Objective:
Reproduce word for word the stretch of the data from the line containing "the horse's head" through the end of the data.

--- start of Recorded information ---

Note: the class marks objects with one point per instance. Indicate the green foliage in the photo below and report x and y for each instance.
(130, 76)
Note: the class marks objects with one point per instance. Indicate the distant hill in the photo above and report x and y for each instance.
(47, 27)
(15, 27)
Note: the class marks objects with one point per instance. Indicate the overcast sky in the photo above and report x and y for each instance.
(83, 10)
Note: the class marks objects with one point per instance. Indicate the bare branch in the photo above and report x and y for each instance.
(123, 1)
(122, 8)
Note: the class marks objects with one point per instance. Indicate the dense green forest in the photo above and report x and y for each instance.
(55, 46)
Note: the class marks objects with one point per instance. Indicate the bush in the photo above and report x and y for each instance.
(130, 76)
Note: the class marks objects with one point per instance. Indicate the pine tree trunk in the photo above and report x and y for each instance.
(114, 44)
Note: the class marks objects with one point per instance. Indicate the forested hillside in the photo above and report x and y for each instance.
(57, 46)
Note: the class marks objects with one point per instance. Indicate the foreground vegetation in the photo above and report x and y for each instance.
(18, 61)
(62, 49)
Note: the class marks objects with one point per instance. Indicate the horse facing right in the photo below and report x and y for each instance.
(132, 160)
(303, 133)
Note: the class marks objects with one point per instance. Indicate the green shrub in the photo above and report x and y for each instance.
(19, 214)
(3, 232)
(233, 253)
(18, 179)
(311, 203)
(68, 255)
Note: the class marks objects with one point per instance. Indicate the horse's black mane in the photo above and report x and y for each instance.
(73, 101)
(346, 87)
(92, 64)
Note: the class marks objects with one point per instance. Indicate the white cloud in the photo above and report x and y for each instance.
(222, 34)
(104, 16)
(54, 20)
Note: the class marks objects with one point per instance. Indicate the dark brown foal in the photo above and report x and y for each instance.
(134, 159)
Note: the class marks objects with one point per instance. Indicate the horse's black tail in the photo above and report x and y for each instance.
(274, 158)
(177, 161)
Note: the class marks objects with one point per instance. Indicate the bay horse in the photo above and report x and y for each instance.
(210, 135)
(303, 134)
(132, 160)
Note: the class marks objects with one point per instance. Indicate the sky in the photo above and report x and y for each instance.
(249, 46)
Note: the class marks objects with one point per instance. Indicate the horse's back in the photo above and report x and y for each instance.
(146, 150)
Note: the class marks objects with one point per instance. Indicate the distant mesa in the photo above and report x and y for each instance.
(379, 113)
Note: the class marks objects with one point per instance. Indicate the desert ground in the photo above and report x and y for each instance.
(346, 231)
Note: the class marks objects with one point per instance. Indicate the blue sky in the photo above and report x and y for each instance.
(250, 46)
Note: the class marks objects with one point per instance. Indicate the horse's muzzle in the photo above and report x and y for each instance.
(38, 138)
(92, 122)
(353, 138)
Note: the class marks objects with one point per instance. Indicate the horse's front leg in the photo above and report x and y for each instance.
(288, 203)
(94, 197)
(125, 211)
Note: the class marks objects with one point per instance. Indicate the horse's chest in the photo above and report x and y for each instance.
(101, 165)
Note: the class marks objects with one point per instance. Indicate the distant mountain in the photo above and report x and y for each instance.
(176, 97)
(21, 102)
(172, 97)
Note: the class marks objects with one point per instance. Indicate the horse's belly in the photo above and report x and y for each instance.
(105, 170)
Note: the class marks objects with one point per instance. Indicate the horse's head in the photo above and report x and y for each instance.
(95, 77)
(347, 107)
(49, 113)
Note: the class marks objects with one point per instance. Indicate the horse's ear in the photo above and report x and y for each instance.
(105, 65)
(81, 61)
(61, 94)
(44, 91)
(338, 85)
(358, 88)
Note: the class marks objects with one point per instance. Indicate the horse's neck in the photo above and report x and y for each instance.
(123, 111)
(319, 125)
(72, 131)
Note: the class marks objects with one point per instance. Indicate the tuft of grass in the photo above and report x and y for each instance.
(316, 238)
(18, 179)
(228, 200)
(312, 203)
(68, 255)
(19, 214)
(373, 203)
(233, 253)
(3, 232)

--- end of Recorded information ---

Answer for this exercise:
Note: the class marks objects with one point per instance. Indicate the horse's head in the photo above and report x and y for each instance.
(95, 77)
(347, 107)
(49, 113)
Note: the class marks objects with one point per instance. Indicate the horse's ear in the photo above and report x and y for each instance.
(105, 65)
(81, 61)
(61, 94)
(44, 91)
(338, 85)
(358, 88)
Note: the class marks objects with one point per instance. Indicate the horse's neck in the photo above and report x and y for each instance.
(123, 111)
(319, 125)
(72, 131)
Note: the class marks objects with one point per instance. Indicate the tuft of grass in the photo above and report x and y for each instance.
(316, 238)
(18, 179)
(228, 200)
(312, 203)
(68, 255)
(19, 214)
(373, 203)
(233, 253)
(3, 232)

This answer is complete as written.